## SOURCE EXTRACT
A 2015 study including Superstorm Sandy and Super Typhoon Yolanda showed that both were influenced by high sea surface temperatures that had a discernible human component.

Photo Credit: Ronnie Chua / Shutterstock.com

The following is an excerpt from the new book How the World Breaks by Stan & Paul Cox (The New Press, 2016): 

Attitudes toward geoclimatic hazards, and the disasters associated with them, have evolved dramatically over the centuries. Once treated exclusively as acts of angry or capricious deities (usually assumed to have been provoked by humans’ sinful acts), disasters came to be viewed during the Enlightenment as the inevitable consequences of natural processes; with the Industrial Revolution, disasters continued to be regarded as natural events, but ones that could be at least partly tamed with technology. As time went on, it became possible to redirect the flow of floodwaters, fortify unstable slopes, and maybe even knock an asteroid off course if it was to threaten us. Eventually, however, it became clear that fending off disaster can be a very tricky business, and that technological solutions often misfire or even trigger fresh calamities.

Our public policies are now falling even further behind as they fail to account for another, potentially even more jarring prospect: that the world economy is not only fostering disasters but also actually producing some of the geoclimatic hazards from which disasters emerge. There are greenhouse gases, of course, with their potential role in spawning heat waves, storms, floods, droughts, and, indirectly, landslides and wildfires. Non-greenhouse-gas air pollutants such as black carbon and sulfate aerosols play their own wild-card role in many of the new, disturbing weather patterns we are seeing—heating some places at some times, cooling others, and altering precipitation patterns in unpredictable, sometimes dangerous ways. And climate disruption is only one of several links between everyday human activities and hazards that look “natural.” The Lusi mud volcano is just one of many recent examples. Extensive manipulation of rivers and groundwater causes coastal lands to subside, increasing the threat of flooding at least as much as rising sea levels. That, along with destruction of coastal ecosystems, results in storm surge hazards where none existed before. Thousands of landslides are triggered every year by damming rivers, road construction, mining, quarrying, irrigation, burning, and logging. And in recent years, the dirty and green energy sectors both have been setting off earthquakes.

## Picture shape labeling items
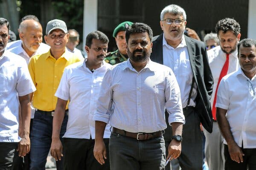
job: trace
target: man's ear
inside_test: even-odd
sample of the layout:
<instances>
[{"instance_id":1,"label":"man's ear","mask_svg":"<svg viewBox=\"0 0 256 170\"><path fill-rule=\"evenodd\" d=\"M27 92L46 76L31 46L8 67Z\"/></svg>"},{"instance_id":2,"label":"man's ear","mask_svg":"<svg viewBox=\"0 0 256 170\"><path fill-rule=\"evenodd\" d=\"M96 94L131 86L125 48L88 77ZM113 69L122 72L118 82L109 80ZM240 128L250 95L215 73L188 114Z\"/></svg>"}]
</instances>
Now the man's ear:
<instances>
[{"instance_id":1,"label":"man's ear","mask_svg":"<svg viewBox=\"0 0 256 170\"><path fill-rule=\"evenodd\" d=\"M90 49L90 48L87 45L85 45L85 46L84 47L84 49L85 50L85 51L86 51L86 52L87 53L89 53L89 49Z\"/></svg>"},{"instance_id":2,"label":"man's ear","mask_svg":"<svg viewBox=\"0 0 256 170\"><path fill-rule=\"evenodd\" d=\"M236 36L236 38L237 38L238 41L240 41L240 38L241 37L241 34L239 33L237 35L237 36Z\"/></svg>"},{"instance_id":3,"label":"man's ear","mask_svg":"<svg viewBox=\"0 0 256 170\"><path fill-rule=\"evenodd\" d=\"M49 45L48 42L48 37L46 35L44 36L44 41L45 41L45 42Z\"/></svg>"},{"instance_id":4,"label":"man's ear","mask_svg":"<svg viewBox=\"0 0 256 170\"><path fill-rule=\"evenodd\" d=\"M160 26L163 31L163 21L160 21Z\"/></svg>"},{"instance_id":5,"label":"man's ear","mask_svg":"<svg viewBox=\"0 0 256 170\"><path fill-rule=\"evenodd\" d=\"M20 37L20 39L21 41L23 41L23 40L24 40L24 34L20 32L20 34L19 34L19 37Z\"/></svg>"},{"instance_id":6,"label":"man's ear","mask_svg":"<svg viewBox=\"0 0 256 170\"><path fill-rule=\"evenodd\" d=\"M125 48L126 48L126 53L128 53L128 45L127 44L127 42L125 44Z\"/></svg>"}]
</instances>

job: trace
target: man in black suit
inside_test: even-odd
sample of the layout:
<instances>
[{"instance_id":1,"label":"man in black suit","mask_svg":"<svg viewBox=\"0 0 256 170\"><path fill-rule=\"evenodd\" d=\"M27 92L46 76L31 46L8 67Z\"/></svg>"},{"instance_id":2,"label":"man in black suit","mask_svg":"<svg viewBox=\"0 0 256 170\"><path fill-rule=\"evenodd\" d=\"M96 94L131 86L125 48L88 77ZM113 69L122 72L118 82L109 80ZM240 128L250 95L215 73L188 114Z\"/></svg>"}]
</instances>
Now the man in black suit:
<instances>
[{"instance_id":1,"label":"man in black suit","mask_svg":"<svg viewBox=\"0 0 256 170\"><path fill-rule=\"evenodd\" d=\"M182 170L202 170L202 136L200 122L211 133L212 117L210 99L213 79L205 45L183 34L186 24L184 9L176 5L161 12L160 25L163 33L153 42L151 59L170 67L180 89L186 124L179 163ZM166 147L178 140L172 136L172 128L165 134ZM172 140L173 139L173 140ZM166 168L169 170L170 166Z\"/></svg>"}]
</instances>

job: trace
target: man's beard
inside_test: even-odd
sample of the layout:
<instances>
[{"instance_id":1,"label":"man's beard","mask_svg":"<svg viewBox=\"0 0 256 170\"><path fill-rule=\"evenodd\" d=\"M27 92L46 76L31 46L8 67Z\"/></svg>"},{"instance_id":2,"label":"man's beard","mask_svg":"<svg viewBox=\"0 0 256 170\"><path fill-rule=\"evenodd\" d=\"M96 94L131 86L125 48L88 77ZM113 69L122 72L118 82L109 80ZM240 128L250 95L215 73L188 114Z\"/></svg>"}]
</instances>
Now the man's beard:
<instances>
[{"instance_id":1,"label":"man's beard","mask_svg":"<svg viewBox=\"0 0 256 170\"><path fill-rule=\"evenodd\" d=\"M135 53L139 52L143 53L143 54L137 55L135 56ZM146 54L145 52L143 49L136 49L132 53L128 49L127 50L127 54L129 58L134 62L142 62L147 60L148 59L150 54Z\"/></svg>"},{"instance_id":2,"label":"man's beard","mask_svg":"<svg viewBox=\"0 0 256 170\"><path fill-rule=\"evenodd\" d=\"M221 47L221 50L222 50L222 51L223 51L226 54L231 54L233 52L234 52L236 50L236 48L237 48L237 44L238 44L238 42L237 42L236 43L236 45L235 45L235 47L233 48L231 48L231 50L230 50L230 52L229 52L228 53L227 52L227 51L225 50L225 48L223 48L222 47Z\"/></svg>"}]
</instances>

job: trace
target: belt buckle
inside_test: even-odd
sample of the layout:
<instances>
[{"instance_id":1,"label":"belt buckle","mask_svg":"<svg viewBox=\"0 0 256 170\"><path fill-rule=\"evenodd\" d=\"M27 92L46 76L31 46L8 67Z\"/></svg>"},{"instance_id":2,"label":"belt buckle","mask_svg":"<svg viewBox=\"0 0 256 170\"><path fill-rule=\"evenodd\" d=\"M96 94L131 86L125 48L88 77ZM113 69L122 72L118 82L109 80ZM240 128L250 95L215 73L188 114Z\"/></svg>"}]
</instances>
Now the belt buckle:
<instances>
[{"instance_id":1,"label":"belt buckle","mask_svg":"<svg viewBox=\"0 0 256 170\"><path fill-rule=\"evenodd\" d=\"M137 133L137 140L140 140L139 139L139 135L143 135L143 133Z\"/></svg>"}]
</instances>

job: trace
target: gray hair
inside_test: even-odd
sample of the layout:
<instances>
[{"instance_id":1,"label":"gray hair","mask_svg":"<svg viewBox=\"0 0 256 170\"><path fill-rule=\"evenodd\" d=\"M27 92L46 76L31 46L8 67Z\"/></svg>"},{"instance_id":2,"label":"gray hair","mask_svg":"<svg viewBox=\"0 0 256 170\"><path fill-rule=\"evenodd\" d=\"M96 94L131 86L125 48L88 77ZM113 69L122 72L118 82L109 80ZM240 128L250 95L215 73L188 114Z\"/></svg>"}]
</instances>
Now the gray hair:
<instances>
[{"instance_id":1,"label":"gray hair","mask_svg":"<svg viewBox=\"0 0 256 170\"><path fill-rule=\"evenodd\" d=\"M212 33L212 32L207 34L205 35L204 38L204 41L206 43L206 42L208 40L213 40L218 45L218 36L217 34Z\"/></svg>"},{"instance_id":2,"label":"gray hair","mask_svg":"<svg viewBox=\"0 0 256 170\"><path fill-rule=\"evenodd\" d=\"M162 10L161 14L160 15L160 20L163 20L163 17L164 17L164 15L167 13L173 13L176 15L181 15L183 16L184 20L186 20L186 14L185 10L178 5L172 4L164 7L163 10Z\"/></svg>"}]
</instances>

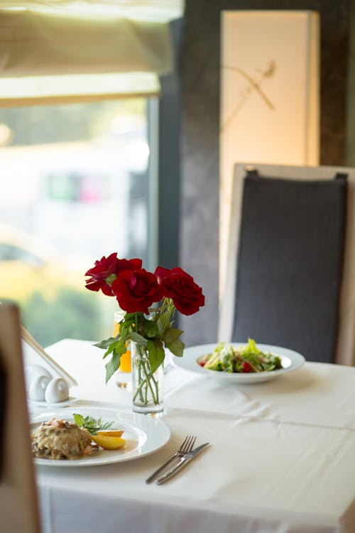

## REQUESTS
[A] Answer these questions about the excerpt on disasters, using only what it states:
(i) Which two storms did the 2015 study include?
(ii) How did people during the Enlightenment come to view disasters?
(iii) Which two non-greenhouse-gas air pollutants does the excerpt name?
[B] Summarize the excerpt on disasters in two sentences.
[C] Write one more paragraph that carries on the book excerpt on disasters and human activity after its final sentence.

## RESULTS OF THE TASKS
[A]
(i) Superstorm Sandy and Super Typhoon Yolanda.
(ii) As the inevitable consequences of natural processes.
(iii) Black carbon and sulfate aerosols.

[B] Views of disasters have shifted over the centuries from acts of angry deities to inevitable natural events to natural events partly tamed by technology, though technological fixes often misfire or trigger fresh calamities. Public policies are falling further behind because they do not account for the world economy producing geoclimatic hazards itself, through greenhouse gases, other air pollutants, manipulation of rivers and groundwater, landslide-triggering activities, and earthquakes set off by the energy sectors.

[C]
Nowhere do political or business leaders appear to be very interested in halting the production of new hazards and disasters. That is disturbing but not surprising, since doing so would mean curbing profitable activities and leaving valuable resources in the ground or under the sea. We have seen only a small sampling of humanity’s many recipes for cooking up natural-looking hazards. There are many more. In the arduous struggle to prevent, prepare for, and recover from disasters, communities and nations can no longer avoid the even more difficult question of deeper causes. In the words of the historian Ted Steinberg,“The next time the wind kicks up and the earth starts to roar, what will we tell ourselves? Will we rise up in indignation at what nature has done to us? Or will we reflect on our own roles as architects of destruction? It is how we answer these questions that will determine the future of calamity.”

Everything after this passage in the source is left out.